# Page text:
((

Many people believe that having a seizure involves convulsions, shaking and essentially passing out for a period of time. And others think that if you have a seizure, you must be epileptic. Both assumptions are incorrect. There are various causes of a seizure, with epilepsy being one. Epilepsy is characterized as unprovoked, recurrent seizures and is a disorder of the nervous system where your brain’s nerve cell activity is disrupted, resulting in a seizure.
The lifetime risk of developing epilepsy is just under 3 percent, and lifetime risk of having a seizure, from any cause, is about 9 percent. According to the Centers for Disease Control and Prevention (CDC), approximately 150,000 new epilepsy diagnoses occur annually in the United States.
November is National Epilepsy Awareness Month, making it an ideal time to learn more about the condition.
1. Symptoms and types of seizures.

))

# Dataset excerpts:
((

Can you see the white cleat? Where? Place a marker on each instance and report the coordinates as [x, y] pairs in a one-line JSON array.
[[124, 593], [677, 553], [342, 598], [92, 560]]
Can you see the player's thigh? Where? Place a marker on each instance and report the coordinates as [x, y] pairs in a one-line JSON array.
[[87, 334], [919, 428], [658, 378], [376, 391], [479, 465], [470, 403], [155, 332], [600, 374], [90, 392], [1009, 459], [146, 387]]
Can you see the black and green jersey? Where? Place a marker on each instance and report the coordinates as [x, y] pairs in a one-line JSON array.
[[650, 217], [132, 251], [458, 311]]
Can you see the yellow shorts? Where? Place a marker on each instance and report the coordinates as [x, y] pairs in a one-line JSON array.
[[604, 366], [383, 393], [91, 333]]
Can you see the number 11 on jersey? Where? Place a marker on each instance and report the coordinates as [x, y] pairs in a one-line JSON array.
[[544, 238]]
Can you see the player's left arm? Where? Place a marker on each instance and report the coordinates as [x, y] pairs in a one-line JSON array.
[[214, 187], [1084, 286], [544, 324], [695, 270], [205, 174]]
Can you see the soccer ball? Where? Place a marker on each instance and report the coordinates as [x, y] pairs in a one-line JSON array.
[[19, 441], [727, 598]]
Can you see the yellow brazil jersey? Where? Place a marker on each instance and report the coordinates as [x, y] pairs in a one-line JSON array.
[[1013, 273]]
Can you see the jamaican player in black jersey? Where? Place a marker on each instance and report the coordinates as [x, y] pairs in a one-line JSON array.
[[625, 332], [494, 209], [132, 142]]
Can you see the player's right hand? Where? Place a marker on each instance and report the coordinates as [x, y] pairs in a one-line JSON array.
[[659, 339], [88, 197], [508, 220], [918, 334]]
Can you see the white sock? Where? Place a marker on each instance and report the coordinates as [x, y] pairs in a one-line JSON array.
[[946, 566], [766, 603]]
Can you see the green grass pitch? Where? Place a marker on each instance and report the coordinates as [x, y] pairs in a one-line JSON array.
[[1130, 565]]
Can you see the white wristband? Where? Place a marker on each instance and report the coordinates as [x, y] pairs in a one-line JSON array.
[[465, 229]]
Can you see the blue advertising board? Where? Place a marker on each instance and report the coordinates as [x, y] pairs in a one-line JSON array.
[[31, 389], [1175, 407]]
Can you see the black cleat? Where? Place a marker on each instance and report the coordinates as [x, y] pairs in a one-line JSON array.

))

# What needs to be done:
From the epilepsy text above, copy the passage between "Many people believe" and "in a seizure.", inclusive.

# Problem solution:
Many people believe that having a seizure involves convulsions, shaking and essentially passing out for a period of time. And others think that if you have a seizure, you must be epileptic. Both assumptions are incorrect. There are various causes of a seizure, with epilepsy being one. Epilepsy is characterized as unprovoked, recurrent seizures and is a disorder of the nervous system where your brain’s nerve cell activity is disrupted, resulting in a seizure.